SELECTED EXTRACT START

Following this the rest of the film is a series of further horrors as Gen loses his family trapped in a burning building (an event directly experienced by Nakazawa) and stumbles alone through the city, witnessing the injuries of survivors (who stumble out of the ruins like zombies), and then the effects of radiation poisoning. It is a harrowing film; it never looks away. The focus on rubbing our face in horror and gore could feel voyeuristic, especially in the context of later OVAs which are pretty gleeful with their violence, but here - perhaps because of how it is framed by narration - it achieves an appropriately sickening effect. After all, even if it didn’t look like this, this really happened: there was an instant in 1945 where thousands of people had their flesh melted like this all at once. Animation here is used to slow down time and show the effects of the bomb in even more excruciating detail than live action could manage.

The focus of the first Barefoot Gen film is therefore the horror of the Hiroshima bombing. This wasn’t a completely unprecedented subject in film, with prior Japanese examples including the Japan Teachers Union funded Children of Hiroshima (1952) and Hiroshima (1953), and Barefoot Gen had already seen a live-action adaptation in 1976, but as I understand it was still at least something of a taboo subject; later in the 80s would come films like Black Rain (1989). The manga goes much further, telling the story of Gen’s life in the aftermath of the war, but the first film (reasonably) makes the decision to spend its runtime on Gen’s life leading up to the bombing and its immediate impact.

SELECTED EXTRACT END
INFORMATION SHOWN START

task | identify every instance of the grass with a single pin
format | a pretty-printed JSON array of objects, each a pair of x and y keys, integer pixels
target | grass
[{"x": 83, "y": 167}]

INFORMATION SHOWN END

Reproduce the full passage on the first Barefoot Gen film from above, word for word.

■ OUTPUT FOR THIS EXERCISE ■
Following this the rest of the film is a series of further horrors as Gen loses his family trapped in a burning building (an event directly experienced by Nakazawa) and stumbles alone through the city, witnessing the injuries of survivors (who stumble out of the ruins like zombies), and then the effects of radiation poisoning. It is a harrowing film; it never looks away. The focus on rubbing our face in horror and gore could feel voyeuristic, especially in the context of later OVAs which are pretty gleeful with their violence, but here - perhaps because of how it is framed by narration - it achieves an appropriately sickening effect. After all, even if it didn’t look like this, this really happened: there was an instant in 1945 where thousands of people had their flesh melted like this all at once. Animation here is used to slow down time and show the effects of the bomb in even more excruciating detail than live action could manage.

The focus of the first Barefoot Gen film is therefore the horror of the Hiroshima bombing. This wasn’t a completely unprecedented subject in film, with prior Japanese examples including the Japan Teachers Union funded Children of Hiroshima (1952) and Hiroshima (1953), and Barefoot Gen had already seen a live-action adaptation in 1976, but as I understand it was still at least something of a taboo subject; later in the 80s would come films like Black Rain (1989). The manga goes much further, telling the story of Gen’s life in the aftermath of the war, but the first film (reasonably) makes the decision to spend its runtime on Gen’s life leading up to the bombing and its immediate impact.